Excerpt from a dataset:
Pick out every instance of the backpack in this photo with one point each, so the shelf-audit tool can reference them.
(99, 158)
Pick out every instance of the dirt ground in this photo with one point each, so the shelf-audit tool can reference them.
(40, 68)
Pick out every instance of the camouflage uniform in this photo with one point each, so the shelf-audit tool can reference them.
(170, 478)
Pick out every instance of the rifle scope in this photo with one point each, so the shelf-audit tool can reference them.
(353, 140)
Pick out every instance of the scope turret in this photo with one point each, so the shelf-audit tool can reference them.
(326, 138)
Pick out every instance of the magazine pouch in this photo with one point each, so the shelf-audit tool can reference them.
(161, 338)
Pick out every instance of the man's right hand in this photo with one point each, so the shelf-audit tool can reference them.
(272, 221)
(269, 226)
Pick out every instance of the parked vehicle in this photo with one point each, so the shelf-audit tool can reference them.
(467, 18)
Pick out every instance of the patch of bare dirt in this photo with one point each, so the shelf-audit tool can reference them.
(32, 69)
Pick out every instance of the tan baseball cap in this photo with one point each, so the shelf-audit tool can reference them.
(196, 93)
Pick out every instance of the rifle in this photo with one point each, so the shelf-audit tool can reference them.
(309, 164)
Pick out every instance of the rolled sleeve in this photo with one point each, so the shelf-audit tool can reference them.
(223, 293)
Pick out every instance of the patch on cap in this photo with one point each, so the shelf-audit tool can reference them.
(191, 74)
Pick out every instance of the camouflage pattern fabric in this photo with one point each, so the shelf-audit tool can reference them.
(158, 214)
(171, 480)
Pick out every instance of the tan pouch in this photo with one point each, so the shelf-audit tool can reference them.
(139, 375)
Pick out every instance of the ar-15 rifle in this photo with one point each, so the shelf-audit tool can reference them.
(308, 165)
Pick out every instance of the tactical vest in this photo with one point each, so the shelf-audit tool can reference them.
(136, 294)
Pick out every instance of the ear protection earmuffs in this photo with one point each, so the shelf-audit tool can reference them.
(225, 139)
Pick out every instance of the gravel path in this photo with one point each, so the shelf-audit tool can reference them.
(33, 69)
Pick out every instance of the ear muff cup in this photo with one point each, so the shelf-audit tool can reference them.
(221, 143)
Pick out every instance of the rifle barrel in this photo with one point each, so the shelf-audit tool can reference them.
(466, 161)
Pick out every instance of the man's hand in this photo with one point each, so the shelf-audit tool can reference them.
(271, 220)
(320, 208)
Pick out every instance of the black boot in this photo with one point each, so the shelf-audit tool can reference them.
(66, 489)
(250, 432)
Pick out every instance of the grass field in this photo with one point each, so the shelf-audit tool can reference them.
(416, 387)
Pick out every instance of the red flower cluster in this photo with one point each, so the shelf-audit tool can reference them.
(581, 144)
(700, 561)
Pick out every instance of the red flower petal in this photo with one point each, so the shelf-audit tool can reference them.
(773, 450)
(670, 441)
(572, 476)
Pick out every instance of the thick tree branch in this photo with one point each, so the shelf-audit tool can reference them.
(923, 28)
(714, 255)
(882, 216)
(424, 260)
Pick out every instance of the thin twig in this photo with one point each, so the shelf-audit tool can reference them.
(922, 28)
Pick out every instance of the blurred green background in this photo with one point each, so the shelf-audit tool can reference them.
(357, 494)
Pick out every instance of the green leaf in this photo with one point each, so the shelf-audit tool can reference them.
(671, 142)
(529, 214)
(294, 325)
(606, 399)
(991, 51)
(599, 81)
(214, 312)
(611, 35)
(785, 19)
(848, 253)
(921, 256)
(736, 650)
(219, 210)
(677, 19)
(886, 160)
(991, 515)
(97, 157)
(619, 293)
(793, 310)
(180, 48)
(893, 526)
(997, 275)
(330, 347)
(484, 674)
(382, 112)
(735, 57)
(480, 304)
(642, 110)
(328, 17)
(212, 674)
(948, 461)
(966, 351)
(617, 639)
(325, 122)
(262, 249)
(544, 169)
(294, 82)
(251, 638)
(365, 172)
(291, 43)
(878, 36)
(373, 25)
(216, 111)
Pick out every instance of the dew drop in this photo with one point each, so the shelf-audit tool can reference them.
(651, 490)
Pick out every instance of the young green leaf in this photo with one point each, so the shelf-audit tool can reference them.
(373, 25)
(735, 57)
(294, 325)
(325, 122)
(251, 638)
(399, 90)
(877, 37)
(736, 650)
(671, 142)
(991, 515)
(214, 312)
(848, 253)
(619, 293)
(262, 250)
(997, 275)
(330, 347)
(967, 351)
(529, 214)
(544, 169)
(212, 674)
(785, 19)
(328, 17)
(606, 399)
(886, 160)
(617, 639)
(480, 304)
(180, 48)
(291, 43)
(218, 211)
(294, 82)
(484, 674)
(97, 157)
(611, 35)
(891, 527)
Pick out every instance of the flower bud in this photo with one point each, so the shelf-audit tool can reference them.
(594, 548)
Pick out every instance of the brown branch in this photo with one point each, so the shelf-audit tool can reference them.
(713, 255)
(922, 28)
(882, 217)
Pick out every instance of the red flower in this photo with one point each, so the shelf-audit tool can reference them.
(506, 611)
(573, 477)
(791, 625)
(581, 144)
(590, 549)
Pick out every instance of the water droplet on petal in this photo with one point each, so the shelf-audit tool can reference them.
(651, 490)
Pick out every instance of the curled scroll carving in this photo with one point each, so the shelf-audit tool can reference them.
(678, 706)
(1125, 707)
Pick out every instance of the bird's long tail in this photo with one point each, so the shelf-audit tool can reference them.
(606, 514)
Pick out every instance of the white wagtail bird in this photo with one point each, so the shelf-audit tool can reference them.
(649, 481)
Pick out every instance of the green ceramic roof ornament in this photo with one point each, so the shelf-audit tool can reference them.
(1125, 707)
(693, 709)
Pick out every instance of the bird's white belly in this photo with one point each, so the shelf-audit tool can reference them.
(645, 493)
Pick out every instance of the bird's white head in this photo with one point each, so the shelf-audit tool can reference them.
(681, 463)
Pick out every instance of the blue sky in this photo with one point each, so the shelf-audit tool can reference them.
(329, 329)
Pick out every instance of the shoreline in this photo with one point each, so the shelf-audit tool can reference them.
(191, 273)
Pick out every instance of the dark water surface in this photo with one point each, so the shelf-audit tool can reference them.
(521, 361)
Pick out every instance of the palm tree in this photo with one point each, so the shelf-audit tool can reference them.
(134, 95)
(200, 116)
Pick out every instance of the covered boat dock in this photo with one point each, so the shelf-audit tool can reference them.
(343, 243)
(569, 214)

Your goal: Each record above should be output again exactly.

Worked solution:
Pick out every instance of the backpack in this photo with one point each, so the shelf-audit tool can reference them.
(99, 158)
Pick out every instance of the dirt ground in this photo with one point each, so the shelf-audit tool can reference them.
(40, 68)
Pick out every instance of the camouflage uniform in this photo with one point each, so the shelf-audit tool can reference them.
(170, 478)
Pick out every instance of the rifle scope in this photo with one point each, so the shelf-audit tool can reference them.
(353, 140)
Pick out every instance of the scope turret in this photo with one point each, so the shelf-audit tool can reference them.
(326, 138)
Pick out every instance of the magazine pouch in this photo with one point each, so the shelf-audit tool can reference them.
(161, 338)
Pick out every instance of the man's right hand in this photo with one point each, so the shelf-audit tool can reference them.
(272, 221)
(269, 226)
Pick out every instance of the parked vehicle in this photo with one point each, so the shelf-audit tool can reference them.
(467, 18)
Pick out every instance of the patch of bare dirt in this photo with one point each, so the shelf-audit tool can reference them.
(32, 69)
Pick out every instance of the tan baseball cap in this photo with one point each, so the shelf-audit tool can reference them.
(196, 93)
Pick out every instance of the rifle in this photo with one point each, so the shelf-audit tool can reference them.
(309, 164)
Pick out every instance of the rolled sleeve in this photo with one point each, so the shelf-audit tool can reference them.
(223, 293)
Pick out every instance of the patch on cap in this photo with one point each, so the shelf-audit tool can reference them.
(191, 74)
Pick out every instance of the camouflage pattern fabric in this photo with one point each, so the shelf-audit tool can reference them.
(158, 214)
(171, 480)
Pick out every instance of the tan pouch in this photo with one point each, so the shelf-audit tool can reference them.
(139, 375)
Pick out every instance of the ar-15 rifle in this photo with one point each, so the shelf-audit tool can reference them.
(308, 165)
Pick out every instance of the tactical vest in this photo with one point each, so the shelf-audit tool can reference them.
(136, 294)
Pick out every instance of the ear protection earmuffs in this photo with one point each, so the shelf-audit tool can reference them.
(225, 139)
Pick out every instance of the gravel path in this photo with one point each, so the shelf-audit tool can reference them.
(33, 69)
Pick out every instance of the ear muff cup in this photo with one point each, so the shelf-audit tool can reference them.
(221, 143)
Pick out every instance of the rifle barrel in this photo with one point each, so the shelf-audit tool can reference them.
(466, 161)
Pick out every instance of the man's hand in this photo with one point each, so the shelf-audit tool can reference them.
(271, 220)
(320, 208)
Pick out every instance of the black boot in this photo with one point each, so the shelf-audit tool can reference them.
(66, 489)
(250, 432)
Pick out every instance of the grass field in this photo with one point each, so the shelf-audit tool can reference them.
(416, 387)
Pick out every instance of the red flower cluster in this photo with one point each, so the shelf-audit tool can reference them.
(581, 144)
(700, 561)
Pick out every instance of the red flower petal in this photo with one point each, so the shelf-audit tool can reference them.
(773, 450)
(670, 441)
(572, 476)
Pick out every instance of the thick tree branch in this photo with one point each, so the shelf-audit tool can reference them.
(923, 28)
(714, 255)
(882, 216)
(424, 260)
Pick out every instance of the thin twig in this photo with one point each, so the shelf-audit tool can reference them.
(922, 28)
Pick out every instance of the blurred green background in this photo with one point each, so the shelf-audit tool can reference them.
(357, 494)
Pick out every instance of the green leaf in this photo with one point each, so the shelf-audit tool can reference them.
(671, 142)
(529, 214)
(294, 325)
(606, 399)
(991, 51)
(599, 81)
(214, 312)
(611, 35)
(785, 19)
(848, 253)
(921, 256)
(736, 650)
(219, 210)
(677, 19)
(886, 160)
(991, 515)
(97, 157)
(619, 293)
(793, 310)
(180, 48)
(893, 526)
(997, 275)
(330, 347)
(484, 674)
(382, 112)
(735, 57)
(480, 304)
(642, 110)
(328, 17)
(212, 674)
(948, 461)
(966, 351)
(617, 639)
(325, 122)
(262, 249)
(544, 169)
(294, 82)
(251, 638)
(365, 172)
(291, 43)
(878, 36)
(373, 25)
(216, 111)
Pick out every instance of the dew drop in this photo with one point each, so the shelf-audit tool can reference them.
(651, 490)
Pick out every instance of the young green leaf in this photo with one point each, so the shelf-audit tool can reference them.
(373, 25)
(735, 57)
(294, 325)
(325, 122)
(251, 638)
(399, 90)
(877, 37)
(736, 650)
(671, 142)
(991, 515)
(214, 312)
(848, 253)
(619, 293)
(262, 250)
(997, 275)
(330, 347)
(967, 351)
(529, 214)
(544, 169)
(212, 674)
(785, 19)
(328, 17)
(606, 399)
(886, 160)
(617, 639)
(480, 304)
(180, 48)
(291, 43)
(218, 211)
(294, 82)
(484, 674)
(97, 157)
(611, 35)
(891, 527)
Pick out every instance of the flower bud in this photo with one point each, so the shelf-audit tool can reference them.
(594, 548)
Pick out every instance of the brown branch in this photo with one point each, so the shelf-audit tool can reference them.
(713, 255)
(922, 28)
(882, 217)
Pick out every instance of the red flower in this photo with one point each, so the shelf-audit tool can reference them.
(506, 611)
(573, 477)
(791, 625)
(581, 144)
(590, 549)
Pick out every instance of the water droplet on petal in this photo with one point each, so the shelf-audit tool can reference them.
(651, 490)
Pick out every instance of the curled scroll carving in this photo with one point each, so the shelf-audit tool can reference them.
(678, 706)
(1125, 707)
Pick out every instance of the bird's long tail in this photo with one point each, so the shelf-audit tool can reference them.
(606, 514)
Pick out every instance of the white wagtail bird in this photo with one point each, so the shelf-audit tool can reference them.
(649, 481)
Pick out every instance of the green ceramic roof ornament in this photo with one point each, so the shelf-audit tool can reference them.
(1125, 707)
(693, 709)
Pick out every instance of the bird's white belly in this photo with one point each, so the shelf-audit tool can reference them.
(645, 493)
Pick out every instance of the bird's white head in this photo with one point each, so the shelf-audit tool can reference them.
(681, 463)
Pick out every instance of the blue sky in this photo with one point each, so the shelf-audit tool can reference them.
(329, 329)
Pick out every instance of the shoreline in this photo with one point each, so the shelf-audit tool can reference them.
(191, 273)
Pick out every instance of the dark water surface in this photo with one point each, so the shelf-audit tool can reference them.
(521, 361)
Pick out every instance of the palm tree in this photo with one point each, so the shelf-audit tool can reference them.
(134, 95)
(200, 116)
Pick out every instance of the covered boat dock in this photo with one point each, so the shelf-audit tool can reference them.
(343, 243)
(569, 214)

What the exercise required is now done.